• Given exercise
Omit all images. Transcribe the rest of the material below exactly.

[START]

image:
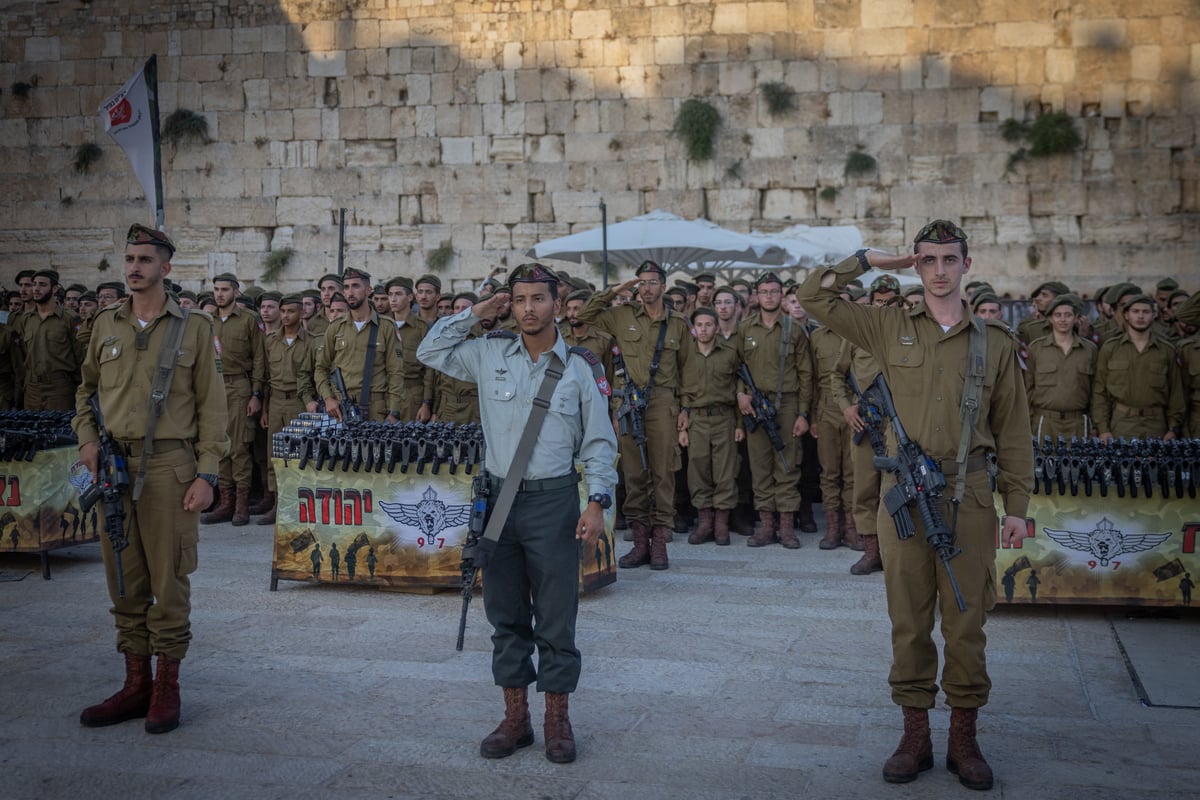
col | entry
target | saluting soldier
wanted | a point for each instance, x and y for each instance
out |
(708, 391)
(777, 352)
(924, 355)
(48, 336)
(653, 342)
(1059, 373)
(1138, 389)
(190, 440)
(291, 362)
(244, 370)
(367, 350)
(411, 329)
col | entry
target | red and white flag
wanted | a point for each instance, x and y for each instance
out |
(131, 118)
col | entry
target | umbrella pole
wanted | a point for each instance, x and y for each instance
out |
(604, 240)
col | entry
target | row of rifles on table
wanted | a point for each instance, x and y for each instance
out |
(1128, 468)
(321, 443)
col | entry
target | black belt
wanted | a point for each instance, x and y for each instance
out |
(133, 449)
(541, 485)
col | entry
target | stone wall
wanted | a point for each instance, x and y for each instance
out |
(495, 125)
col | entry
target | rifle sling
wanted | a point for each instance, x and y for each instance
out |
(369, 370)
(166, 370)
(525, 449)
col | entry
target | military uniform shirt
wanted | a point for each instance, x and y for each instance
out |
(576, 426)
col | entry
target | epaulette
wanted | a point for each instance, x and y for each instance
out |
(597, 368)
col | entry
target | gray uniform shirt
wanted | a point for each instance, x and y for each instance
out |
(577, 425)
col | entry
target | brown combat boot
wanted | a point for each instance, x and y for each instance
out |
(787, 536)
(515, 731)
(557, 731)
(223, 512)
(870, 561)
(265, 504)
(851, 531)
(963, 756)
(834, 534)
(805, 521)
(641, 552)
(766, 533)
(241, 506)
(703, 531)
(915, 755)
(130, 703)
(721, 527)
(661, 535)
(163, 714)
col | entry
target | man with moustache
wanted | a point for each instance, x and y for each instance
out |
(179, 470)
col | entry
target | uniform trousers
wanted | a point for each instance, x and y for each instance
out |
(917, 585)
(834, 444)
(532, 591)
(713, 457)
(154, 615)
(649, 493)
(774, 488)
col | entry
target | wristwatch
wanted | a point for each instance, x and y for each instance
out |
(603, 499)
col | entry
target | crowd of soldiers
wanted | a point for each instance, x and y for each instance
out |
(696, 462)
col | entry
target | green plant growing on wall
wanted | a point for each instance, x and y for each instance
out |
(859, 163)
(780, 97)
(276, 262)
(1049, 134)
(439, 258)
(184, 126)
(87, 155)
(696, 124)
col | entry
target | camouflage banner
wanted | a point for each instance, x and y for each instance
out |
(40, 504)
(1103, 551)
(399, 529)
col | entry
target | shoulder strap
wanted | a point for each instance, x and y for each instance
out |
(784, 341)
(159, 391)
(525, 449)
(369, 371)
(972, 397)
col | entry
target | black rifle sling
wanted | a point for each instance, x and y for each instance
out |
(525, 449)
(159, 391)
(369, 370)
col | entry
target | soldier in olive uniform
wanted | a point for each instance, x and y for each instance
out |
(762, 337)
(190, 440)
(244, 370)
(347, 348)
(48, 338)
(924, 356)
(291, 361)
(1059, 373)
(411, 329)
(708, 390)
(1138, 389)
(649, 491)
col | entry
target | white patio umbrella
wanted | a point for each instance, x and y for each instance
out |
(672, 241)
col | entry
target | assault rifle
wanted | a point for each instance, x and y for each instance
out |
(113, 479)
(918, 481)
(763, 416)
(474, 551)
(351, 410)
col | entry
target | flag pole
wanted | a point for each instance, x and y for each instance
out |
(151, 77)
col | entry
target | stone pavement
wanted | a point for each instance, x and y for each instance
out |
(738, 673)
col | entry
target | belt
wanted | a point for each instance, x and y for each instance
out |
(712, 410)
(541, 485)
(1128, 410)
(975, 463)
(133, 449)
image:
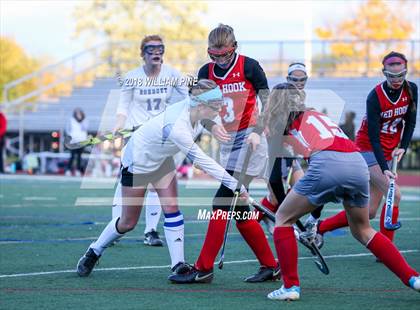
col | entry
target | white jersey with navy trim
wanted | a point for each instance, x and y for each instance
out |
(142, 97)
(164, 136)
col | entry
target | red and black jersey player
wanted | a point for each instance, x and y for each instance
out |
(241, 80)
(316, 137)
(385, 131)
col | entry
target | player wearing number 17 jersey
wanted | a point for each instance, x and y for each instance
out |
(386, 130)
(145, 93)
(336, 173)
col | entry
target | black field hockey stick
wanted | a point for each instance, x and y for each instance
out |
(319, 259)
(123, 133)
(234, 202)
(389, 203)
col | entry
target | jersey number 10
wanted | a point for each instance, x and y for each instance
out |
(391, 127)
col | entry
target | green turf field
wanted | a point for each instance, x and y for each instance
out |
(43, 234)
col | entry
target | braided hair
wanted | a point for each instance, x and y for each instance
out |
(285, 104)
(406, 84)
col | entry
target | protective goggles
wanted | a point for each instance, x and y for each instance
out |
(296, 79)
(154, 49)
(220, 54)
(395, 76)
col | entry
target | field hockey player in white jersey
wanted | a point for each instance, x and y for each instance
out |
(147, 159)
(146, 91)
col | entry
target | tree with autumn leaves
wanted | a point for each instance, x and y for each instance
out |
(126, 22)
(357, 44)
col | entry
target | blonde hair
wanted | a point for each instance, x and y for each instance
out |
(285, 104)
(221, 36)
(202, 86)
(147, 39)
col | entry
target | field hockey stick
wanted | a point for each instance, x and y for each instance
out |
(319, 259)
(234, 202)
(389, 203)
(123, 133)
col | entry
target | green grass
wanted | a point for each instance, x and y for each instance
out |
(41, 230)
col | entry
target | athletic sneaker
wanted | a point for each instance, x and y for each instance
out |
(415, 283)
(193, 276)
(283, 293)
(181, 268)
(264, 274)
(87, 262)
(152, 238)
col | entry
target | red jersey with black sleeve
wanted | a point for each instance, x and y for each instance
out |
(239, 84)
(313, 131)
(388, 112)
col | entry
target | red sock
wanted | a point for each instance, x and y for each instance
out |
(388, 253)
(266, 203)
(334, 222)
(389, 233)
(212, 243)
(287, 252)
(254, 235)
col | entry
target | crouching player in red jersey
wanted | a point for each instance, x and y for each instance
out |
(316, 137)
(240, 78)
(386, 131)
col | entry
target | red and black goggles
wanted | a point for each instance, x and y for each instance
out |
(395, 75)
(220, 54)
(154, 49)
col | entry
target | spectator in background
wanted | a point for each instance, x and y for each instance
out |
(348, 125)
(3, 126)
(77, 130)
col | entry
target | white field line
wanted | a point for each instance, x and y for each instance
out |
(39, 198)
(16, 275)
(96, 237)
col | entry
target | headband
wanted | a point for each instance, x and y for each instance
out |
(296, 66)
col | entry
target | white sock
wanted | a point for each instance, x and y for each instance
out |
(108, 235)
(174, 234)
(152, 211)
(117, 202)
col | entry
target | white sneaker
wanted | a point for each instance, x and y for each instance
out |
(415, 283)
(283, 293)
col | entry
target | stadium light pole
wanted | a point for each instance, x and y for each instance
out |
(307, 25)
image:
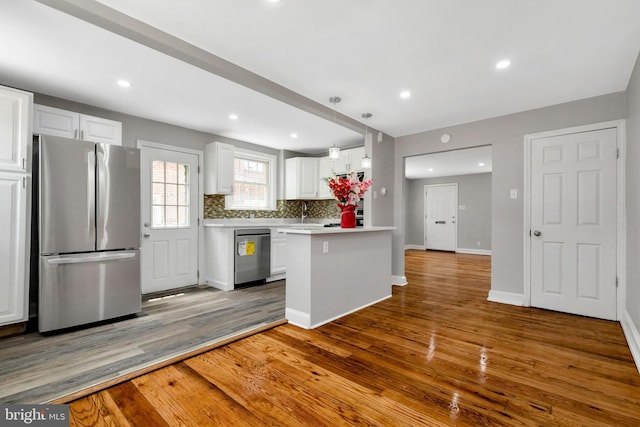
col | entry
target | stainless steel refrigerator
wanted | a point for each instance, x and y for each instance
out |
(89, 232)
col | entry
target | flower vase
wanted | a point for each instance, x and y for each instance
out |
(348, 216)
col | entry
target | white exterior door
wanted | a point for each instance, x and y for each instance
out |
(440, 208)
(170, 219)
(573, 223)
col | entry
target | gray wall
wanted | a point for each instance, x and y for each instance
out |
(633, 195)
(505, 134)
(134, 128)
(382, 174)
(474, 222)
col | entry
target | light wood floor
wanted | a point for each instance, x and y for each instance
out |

[END]

• Output of the task
image:
col | entry
target | saluting soldier
wanted | a point for each instance, x and y for each instance
out |
(708, 391)
(777, 352)
(924, 355)
(48, 336)
(653, 342)
(1059, 373)
(1138, 389)
(190, 440)
(291, 362)
(244, 370)
(367, 350)
(411, 329)
col | entry
target | red and white flag
wanted | a point for each instance, x and y for each instance
out |
(131, 118)
col | entry
target | umbrella pole
wanted | a point for each instance, x and y for each instance
out |
(604, 240)
col | entry
target | row of rifles on table
wanted | a point for each instance, x and y for each instance
out |
(1128, 468)
(321, 443)
col | entry
target | black belt
wanted | a point for each instance, x and y for each instance
out |
(133, 449)
(541, 485)
col | entry
target | stone wall
wanted | a point for each instance, x and y for each instance
out |
(495, 125)
col | entry
target | rifle sling
wanted | a point for each instance, x and y for each instance
out |
(369, 370)
(166, 370)
(525, 449)
col | entry
target | military uniform shirt
wanted | a point for each instance, x and y for each instance
out |
(576, 426)
col | entry
target | epaulette
wanted | a point for each instance, x and y for each instance
out |
(597, 368)
col | entry
target | gray uniform shirt
wanted | a point for each instance, x and y for each instance
out |
(577, 425)
col | entry
target | brown combat boot
wanted | a point for each instance, x and y for each instance
out |
(787, 536)
(515, 731)
(557, 731)
(223, 512)
(870, 561)
(265, 504)
(851, 531)
(963, 756)
(834, 534)
(805, 521)
(641, 552)
(766, 533)
(241, 506)
(703, 531)
(915, 755)
(130, 703)
(721, 527)
(661, 535)
(163, 714)
col | entry
target | man with moustache
wanted | a point for each instance, x and y for each instance
out |
(179, 470)
col | entry
target | uniform trousers
wanted | a point for each instance, x and y for each instance
out |
(917, 585)
(834, 444)
(532, 591)
(713, 457)
(154, 615)
(649, 493)
(774, 488)
col | entry
target | wristwatch
wanted | a point for each instance, x and y for each instance
out |
(603, 499)
col | entry
target | crowd of soldiers
wanted | a point for each instance, x and y for each instance
out |
(696, 462)
col | entry
target | green plant growing on wall
wanted | a point for each instance, x and y for each instance
out |
(859, 163)
(780, 97)
(276, 262)
(1049, 134)
(439, 258)
(184, 126)
(87, 155)
(696, 124)
col | entry
target | camouflage banner
wanted | a point for each instance, x and y for each instance
out |
(40, 504)
(1103, 551)
(399, 529)
col | entry
target | shoulder strap
wanted | a point for each instance, x and y for each instance
out |
(784, 341)
(159, 391)
(525, 449)
(369, 371)
(972, 397)
col | entry
target | black rifle sling
wanted | a point for each instance, x and y for each instance
out |
(525, 449)
(159, 391)
(369, 370)
col | entry
target | soldier in olive uniform
wanted | a point for each instance, x and y for each instance
out |
(762, 337)
(190, 440)
(244, 370)
(347, 348)
(48, 338)
(924, 356)
(291, 361)
(1059, 373)
(411, 329)
(708, 390)
(1138, 389)
(649, 491)
col | entry
target | white patio umbrella
wanted | a point for each instance, x and y for each instance
out |
(672, 241)
col | entry
target | assault rifle
wanted | a point for each instance, x and y for each instance
out |
(113, 479)
(918, 481)
(763, 416)
(474, 551)
(351, 410)
col | entry
target | flag pole
wanted | a point for each instance, x and y for each instance
out |
(151, 77)
col | entry
target | stone pavement
wanted | a point for each instance, x and y for each instance
out |
(738, 673)
col | entry
target | belt
wanted | a point for each instance, x and y for each instance
out |
(712, 410)
(541, 485)
(1128, 410)
(975, 463)
(133, 449)
image:
col | entry
target | white jersey with navy trim
wanted | a point for each instance, x and y for each instance
out |
(142, 97)
(164, 136)
col | entry
target | red and black jersey player
wanted | a point for each instance, x and y for each instance
out |
(241, 80)
(316, 137)
(385, 131)
col | entry
target | player wearing number 17 jersey
wanted | a point for each instance, x and y for each instance
out |
(386, 130)
(145, 93)
(336, 173)
col | entry
target | black field hockey stick
wanted | a point for each instance, x and y for each instance
out |
(319, 259)
(123, 133)
(234, 202)
(389, 203)
col | entry
target | jersey number 10
wanted | a point for each instance, x and y for each instance
out |
(391, 127)
col | entry
target | green turf field
wanted | a point for each instance, x and y for each instance
out |
(43, 234)
col | entry
target | braided hair
wanted | a point for each instance, x and y for each instance
out |
(285, 104)
(406, 84)
col | entry
target | protective goggles
wanted | a point for each instance, x and y for each instance
out |
(296, 79)
(154, 49)
(220, 54)
(395, 76)
col | entry
target | field hockey player in white jersey
wanted | a point for each instance, x and y for each instance
out |
(147, 159)
(146, 91)
col | entry
target | tree with autumn leaves
wanted | a point for each instance, x and y for each instance
out |
(126, 22)
(357, 44)
col | entry
target | blonde hair
wanted | a point for each instance, x and y for each instance
out |
(285, 104)
(221, 36)
(202, 86)
(147, 39)
col | entry
target | field hockey stick
wanted | a point for each instance, x and y for each instance
out |
(319, 259)
(234, 202)
(389, 203)
(123, 133)
col | entry
target | green grass
wanted | a point for each instance, x and y for each instance
out |
(41, 230)
col | entry
target | athletic sneaker
wanted | a point for each instance, x and y for each instance
out |
(415, 283)
(193, 276)
(283, 293)
(181, 268)
(264, 274)
(87, 262)
(152, 238)
col | entry
target | red jersey with black sleeve
wanted | a point for each instance, x and y for each instance
out |
(239, 84)
(313, 131)
(388, 112)
col | entry
target | red sock
wanted | a point for each instance, x and y for each instance
out |
(388, 253)
(266, 203)
(334, 222)
(389, 233)
(212, 243)
(287, 252)
(254, 235)
col | entry
target | crouching player in red jersey
wanted | a point for each instance, x and y for each instance
out |
(316, 137)
(240, 78)
(386, 131)
col | entry
target | red and black goggles
wanted | a point for each instance, x and y for each instance
out |
(395, 75)
(220, 54)
(154, 49)
col | entry
target | spectator in background
wanted | a point for each instance, x and y for each instance
out |
(348, 125)
(3, 126)
(77, 130)
col | entry
target | white field line
wanted | a point for each instance, x and y for each instance
out |
(39, 198)
(16, 275)
(96, 237)
col | entry
target | headband
wanted | a point for each instance, x and y for each instance
out |
(296, 66)
col | entry
target | white sock
wanted | a point for each instance, x and y for each instance
out |
(108, 235)
(174, 234)
(152, 211)
(117, 202)
col | entry
target | white sneaker
wanted | a point for each instance, x and y for each instance
out |
(415, 283)
(283, 293)
col | entry
target | stadium light pole
wanted | a point for each instance, x and y for each instance
out |
(307, 25)
image:
col | entry
target | stainless steel refrigerator
wanted | a point for each instance, x and y for each instance
out |
(89, 232)
col | entry
target | flower vase
wanted | a point for each instance, x and y for each instance
out |
(348, 216)
col | entry
target | white exterior door
wanted | a point for each instance, x and y for each instance
out |
(440, 208)
(170, 219)
(573, 223)
col | entry
target | gray wall
wanted | a point for each instance, x and y for each instance
out |
(633, 195)
(505, 134)
(134, 128)
(382, 174)
(474, 222)
col | entry
target | light wood floor
wanted | a point for each instance, x and y for each instance
out |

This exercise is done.